**Task instructions:** Transcribe every line of the listing below without any changes.

----------------

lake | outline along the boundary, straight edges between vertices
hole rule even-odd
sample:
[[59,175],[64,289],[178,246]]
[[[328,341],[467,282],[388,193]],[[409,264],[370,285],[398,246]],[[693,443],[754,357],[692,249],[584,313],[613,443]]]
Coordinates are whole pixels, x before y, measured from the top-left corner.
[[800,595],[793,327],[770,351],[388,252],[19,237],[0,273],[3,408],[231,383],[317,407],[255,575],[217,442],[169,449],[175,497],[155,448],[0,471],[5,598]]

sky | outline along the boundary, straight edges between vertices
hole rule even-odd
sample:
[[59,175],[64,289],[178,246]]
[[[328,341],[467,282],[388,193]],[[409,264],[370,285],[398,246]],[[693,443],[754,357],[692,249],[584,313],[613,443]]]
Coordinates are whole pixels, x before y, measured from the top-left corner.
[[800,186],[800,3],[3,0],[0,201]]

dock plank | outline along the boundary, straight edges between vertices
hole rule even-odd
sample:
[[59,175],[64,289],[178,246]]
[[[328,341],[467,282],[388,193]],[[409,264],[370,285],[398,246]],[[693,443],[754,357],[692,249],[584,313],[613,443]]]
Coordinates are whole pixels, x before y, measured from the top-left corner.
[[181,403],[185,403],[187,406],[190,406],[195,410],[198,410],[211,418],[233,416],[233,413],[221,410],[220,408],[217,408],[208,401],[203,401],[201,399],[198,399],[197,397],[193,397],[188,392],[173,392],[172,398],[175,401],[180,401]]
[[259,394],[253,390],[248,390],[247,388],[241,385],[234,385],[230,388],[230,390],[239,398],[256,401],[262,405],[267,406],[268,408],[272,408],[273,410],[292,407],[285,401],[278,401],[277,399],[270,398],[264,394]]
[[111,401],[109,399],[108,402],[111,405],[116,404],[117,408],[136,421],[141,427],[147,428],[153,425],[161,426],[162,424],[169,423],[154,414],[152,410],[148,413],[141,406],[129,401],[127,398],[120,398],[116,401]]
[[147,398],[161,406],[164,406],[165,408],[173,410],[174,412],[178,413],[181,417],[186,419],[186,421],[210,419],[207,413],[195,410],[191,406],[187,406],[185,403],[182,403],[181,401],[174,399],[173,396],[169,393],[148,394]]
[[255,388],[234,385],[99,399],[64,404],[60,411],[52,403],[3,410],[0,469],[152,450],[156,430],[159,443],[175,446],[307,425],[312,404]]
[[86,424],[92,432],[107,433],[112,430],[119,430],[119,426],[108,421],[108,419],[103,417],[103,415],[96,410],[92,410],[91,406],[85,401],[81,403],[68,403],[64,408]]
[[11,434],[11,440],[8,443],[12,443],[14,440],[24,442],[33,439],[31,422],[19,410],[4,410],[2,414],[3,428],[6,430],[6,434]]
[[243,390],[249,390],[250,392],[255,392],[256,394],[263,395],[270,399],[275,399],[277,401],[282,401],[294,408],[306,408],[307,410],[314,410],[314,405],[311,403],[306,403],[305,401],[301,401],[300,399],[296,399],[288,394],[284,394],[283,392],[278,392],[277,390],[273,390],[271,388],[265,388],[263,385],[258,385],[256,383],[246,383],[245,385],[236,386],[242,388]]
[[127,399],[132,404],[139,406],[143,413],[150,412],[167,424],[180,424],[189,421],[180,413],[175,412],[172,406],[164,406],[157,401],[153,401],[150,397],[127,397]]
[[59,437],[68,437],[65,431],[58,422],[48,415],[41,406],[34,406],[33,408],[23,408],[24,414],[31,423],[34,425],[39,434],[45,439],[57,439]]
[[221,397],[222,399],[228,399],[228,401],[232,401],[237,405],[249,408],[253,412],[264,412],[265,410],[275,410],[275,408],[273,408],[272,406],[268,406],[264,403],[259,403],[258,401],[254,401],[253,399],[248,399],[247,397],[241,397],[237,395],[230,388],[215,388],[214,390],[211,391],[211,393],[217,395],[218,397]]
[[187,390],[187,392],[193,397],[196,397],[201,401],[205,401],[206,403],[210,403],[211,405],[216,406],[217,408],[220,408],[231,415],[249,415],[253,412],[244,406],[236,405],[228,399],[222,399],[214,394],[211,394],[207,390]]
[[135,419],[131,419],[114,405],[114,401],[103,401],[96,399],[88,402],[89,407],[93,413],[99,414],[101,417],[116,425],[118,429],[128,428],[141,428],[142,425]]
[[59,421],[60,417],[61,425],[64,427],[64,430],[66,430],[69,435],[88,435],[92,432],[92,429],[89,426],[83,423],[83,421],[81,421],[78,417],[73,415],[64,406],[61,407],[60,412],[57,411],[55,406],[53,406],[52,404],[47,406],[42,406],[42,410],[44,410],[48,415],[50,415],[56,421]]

----------------

**Exercise solution:**
lake | outline along the boundary, straight edges between vertices
hole rule even-odd
sample:
[[59,175],[64,289],[178,246]]
[[[328,341],[467,282],[388,193]],[[409,264],[370,285],[398,246]],[[693,443],[754,357],[692,249],[584,313],[613,443]]]
Coordinates are whole pixels, x before y, measured from the top-left corner.
[[800,595],[793,327],[770,351],[388,252],[19,237],[0,273],[3,408],[231,383],[317,407],[255,575],[217,442],[169,449],[175,497],[155,448],[0,471],[5,598]]

sky | outline along the boundary, straight edges between vertices
hole rule even-odd
sample:
[[59,175],[64,289],[178,246]]
[[[328,341],[467,282],[388,193]],[[409,264],[370,285],[398,246]],[[693,443],[754,357],[692,249],[584,313],[613,443]]]
Coordinates are whole pixels, x before y, measured from the top-left corner.
[[800,186],[800,3],[3,0],[0,201]]

dock plank | outline along the boundary, straight edges between vertices
hole rule even-odd
sample:
[[59,175],[64,289],[178,246]]
[[[328,341],[467,282],[388,193]],[[409,264],[370,285],[398,246]],[[693,443],[754,357],[692,249],[584,313],[613,443]]]
Coordinates are whole pixels, x before y, measured from the top-left corner.
[[181,403],[185,403],[187,406],[190,406],[195,410],[198,410],[211,418],[233,416],[233,413],[221,410],[220,408],[217,408],[208,401],[203,401],[201,399],[198,399],[197,397],[193,397],[188,392],[173,392],[172,398],[175,401],[180,401]]
[[259,394],[253,390],[248,390],[247,388],[241,385],[234,385],[230,388],[230,390],[239,398],[256,401],[262,405],[267,406],[268,408],[272,408],[273,410],[292,407],[285,401],[278,401],[277,399],[270,398],[264,394]]
[[111,401],[109,399],[108,402],[111,405],[116,404],[117,408],[136,421],[141,427],[147,428],[153,425],[161,426],[162,424],[169,423],[154,414],[152,410],[148,413],[141,406],[129,401],[127,398],[120,398],[116,401]]
[[147,398],[161,406],[164,406],[165,408],[173,410],[174,412],[178,413],[181,417],[186,419],[186,421],[210,419],[207,413],[195,410],[191,406],[187,406],[185,403],[182,403],[181,401],[174,399],[173,396],[169,393],[148,394]]
[[255,388],[234,385],[99,399],[64,404],[60,411],[52,403],[3,410],[0,469],[152,450],[156,430],[159,443],[175,446],[307,425],[312,404]]
[[86,424],[92,432],[107,433],[112,430],[119,430],[119,426],[108,421],[108,419],[103,417],[103,415],[96,410],[92,410],[91,406],[85,401],[81,403],[68,403],[64,408]]
[[11,434],[11,440],[8,443],[12,443],[14,440],[24,442],[33,439],[31,422],[19,410],[4,410],[2,414],[3,428],[6,430],[6,434]]
[[243,390],[249,390],[250,392],[255,392],[256,394],[263,395],[270,399],[275,399],[277,401],[282,401],[294,408],[306,408],[307,410],[314,410],[314,405],[311,403],[306,403],[305,401],[301,401],[300,399],[296,399],[288,394],[284,394],[283,392],[278,392],[277,390],[273,390],[271,388],[265,388],[263,385],[258,385],[256,383],[246,383],[245,385],[236,386],[242,388]]
[[127,399],[132,404],[139,406],[143,413],[150,412],[167,424],[180,424],[189,421],[180,413],[175,412],[172,406],[164,406],[157,401],[153,401],[150,397],[127,397]]
[[59,437],[68,437],[65,431],[58,422],[48,415],[41,406],[34,406],[33,408],[23,408],[24,414],[31,423],[34,425],[39,434],[45,439],[57,439]]
[[221,397],[222,399],[228,399],[228,401],[232,401],[237,405],[249,408],[253,412],[264,412],[265,410],[275,410],[275,408],[273,408],[272,406],[268,406],[264,403],[259,403],[258,401],[254,401],[253,399],[248,399],[247,397],[241,397],[237,395],[230,388],[215,388],[214,390],[211,391],[211,393],[217,395],[218,397]]
[[187,390],[187,392],[193,397],[196,397],[201,401],[205,401],[206,403],[210,403],[211,405],[216,406],[217,408],[220,408],[231,415],[249,415],[253,412],[244,406],[236,405],[228,399],[222,399],[214,394],[211,394],[207,390]]
[[135,419],[131,419],[114,405],[114,401],[103,401],[96,399],[88,402],[89,407],[93,413],[99,414],[101,417],[116,425],[118,429],[128,428],[141,428],[142,425]]
[[59,421],[60,417],[61,425],[64,427],[64,430],[66,430],[69,435],[88,435],[92,432],[92,429],[89,426],[83,423],[83,421],[81,421],[78,417],[73,415],[64,406],[61,407],[60,412],[57,411],[55,406],[53,406],[52,404],[47,406],[42,406],[42,410],[44,410],[48,415],[50,415],[56,421]]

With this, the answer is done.